--- Extract provided ---

◆ ◆ ◆ ◆

Editorial of The New York Sun | December 24, 2020
“Nauseating” is the word the Washington Post is using this morning to describe the pardons and commutations that President Trump issued as Christmas approached. The Times exclaims that, by pardoning “some of the most deplorable people in the country,” Mr. Trump has “made a mockery of mercy.” It even lists among the undeserving of Mr. Trump’s pardons the Thanksgiving turkey.
Yet the Times takes the occasion to call for yet more pardons. Good for the Gray Lady, we say. She references 74 Federalist, the number of the Federalist papers in which Hamilton sketches why the Founders granted the pardon power to the President alone. Without “an easy access to exceptions in favor of unfortunate guilt, justice would wear a countenance too sanguinary and cruel.”

◆ ◆ ◆ ◆

--- To do ---
#1 Decide whether each statement agrees with the editorial on the Christmas pardons, and answer yes or no with the words of the editorial that settle it. (a) The Washington Post described the pardons and commutations as "nauseating." (b) The Times argues against granting any further pardons. (c) In 74 Federalist, Hamilton explains why the pardon power was given to the President alone.
#2 Answer these questions using the editorial on the Christmas pardons.
(a) What does the Times list among the undeserving of the pardons?
(b) Which of the Federalist papers does the Times reference?
(c) According to the quoted passage, how would justice look without easy access to exceptions in favor of unfortunate guilt?
#3 Write the next part of the editorial on the Christmas pardons, picking up after its final sentence.

[Records of labeled points]

◆ ◆ ◆ ◆

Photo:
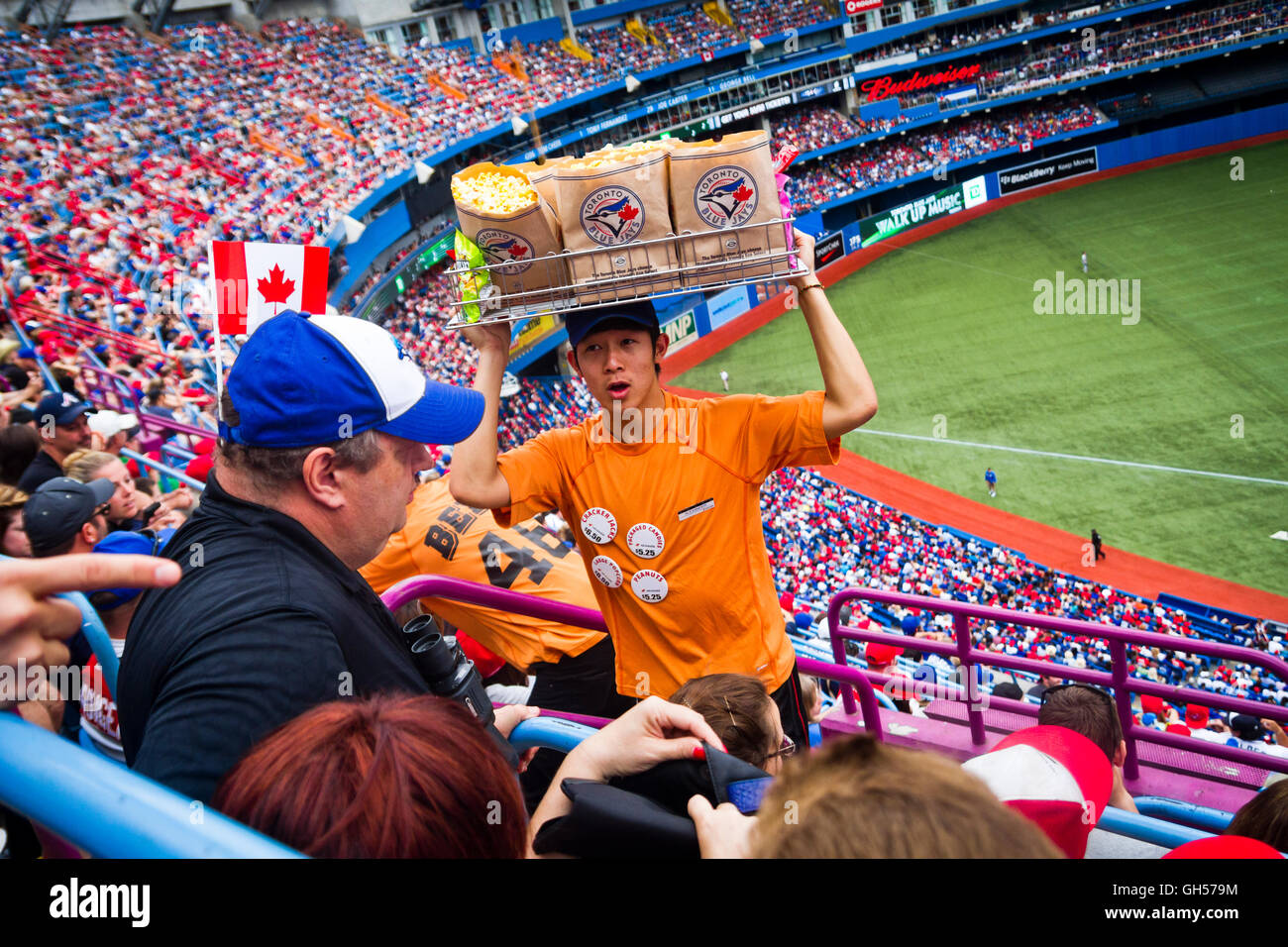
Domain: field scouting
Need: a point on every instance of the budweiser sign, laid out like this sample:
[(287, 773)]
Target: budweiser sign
[(887, 86)]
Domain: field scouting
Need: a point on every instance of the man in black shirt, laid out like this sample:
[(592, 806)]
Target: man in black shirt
[(63, 428), (325, 424)]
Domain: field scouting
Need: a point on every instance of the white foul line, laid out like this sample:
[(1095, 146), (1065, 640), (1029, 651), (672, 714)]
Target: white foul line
[(1077, 457)]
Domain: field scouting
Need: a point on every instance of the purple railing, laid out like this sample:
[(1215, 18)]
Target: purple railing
[(1119, 680)]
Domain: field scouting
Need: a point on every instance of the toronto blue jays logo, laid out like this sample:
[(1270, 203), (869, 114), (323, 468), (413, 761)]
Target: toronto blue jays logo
[(612, 215), (725, 196), (498, 247)]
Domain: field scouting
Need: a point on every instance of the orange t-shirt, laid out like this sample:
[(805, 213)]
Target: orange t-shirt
[(446, 539), (670, 531)]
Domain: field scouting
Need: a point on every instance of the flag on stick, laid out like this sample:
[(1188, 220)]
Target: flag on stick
[(257, 281)]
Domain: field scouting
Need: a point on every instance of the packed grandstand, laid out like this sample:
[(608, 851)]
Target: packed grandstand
[(130, 146)]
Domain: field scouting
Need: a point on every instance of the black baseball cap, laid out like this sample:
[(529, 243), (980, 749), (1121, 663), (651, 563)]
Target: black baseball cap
[(59, 508), (584, 322), (63, 406)]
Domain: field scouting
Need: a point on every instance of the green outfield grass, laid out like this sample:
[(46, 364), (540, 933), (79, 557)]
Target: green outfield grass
[(948, 328)]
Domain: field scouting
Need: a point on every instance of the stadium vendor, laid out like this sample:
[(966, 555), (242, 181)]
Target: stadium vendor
[(662, 492)]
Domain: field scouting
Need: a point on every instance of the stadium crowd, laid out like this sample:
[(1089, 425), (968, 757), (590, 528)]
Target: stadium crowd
[(127, 159), (823, 538), (885, 161)]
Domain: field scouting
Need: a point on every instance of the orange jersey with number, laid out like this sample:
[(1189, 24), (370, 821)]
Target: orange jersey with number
[(670, 531), (446, 539)]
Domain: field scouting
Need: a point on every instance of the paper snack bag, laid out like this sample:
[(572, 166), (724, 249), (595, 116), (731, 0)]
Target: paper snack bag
[(542, 178), (716, 185), (610, 202), (503, 214)]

◆ ◆ ◆ ◆

--- Response list ---
#1
(a) Yes: "“Nauseating” is the word the Washington Post is using this morning to describe the pardons and commutations"
(b) No: "Yet the Times takes the occasion to call for yet more pardons."
(c) Yes: "Hamilton sketches why the Founders granted the pardon power to the President alone."

#2
(a) The Thanksgiving turkey.
(b) Number 74.
(c) It would wear a countenance too sanguinary and cruel.

#3
This is why Hamilton, in 74 Federalist, avers that the “benign prerogative of pardoning” is to be “as little as possible fettered or embarrassed.” It strikes us that the pardon of Paul Manafort, which so agitates the Times and the Post, is an example of what the Founders anticipated. It’s hard to recall a case in which the motives of the prosecution were so bluntly questioned as in Mr. Manafort’s case.
That questioning was done by the judge himself, the Honorable (and
venerable) T.S. Ellis III. He went so far as to suggest from the bench
and in open court that the government’s reason for prosecuting Mr.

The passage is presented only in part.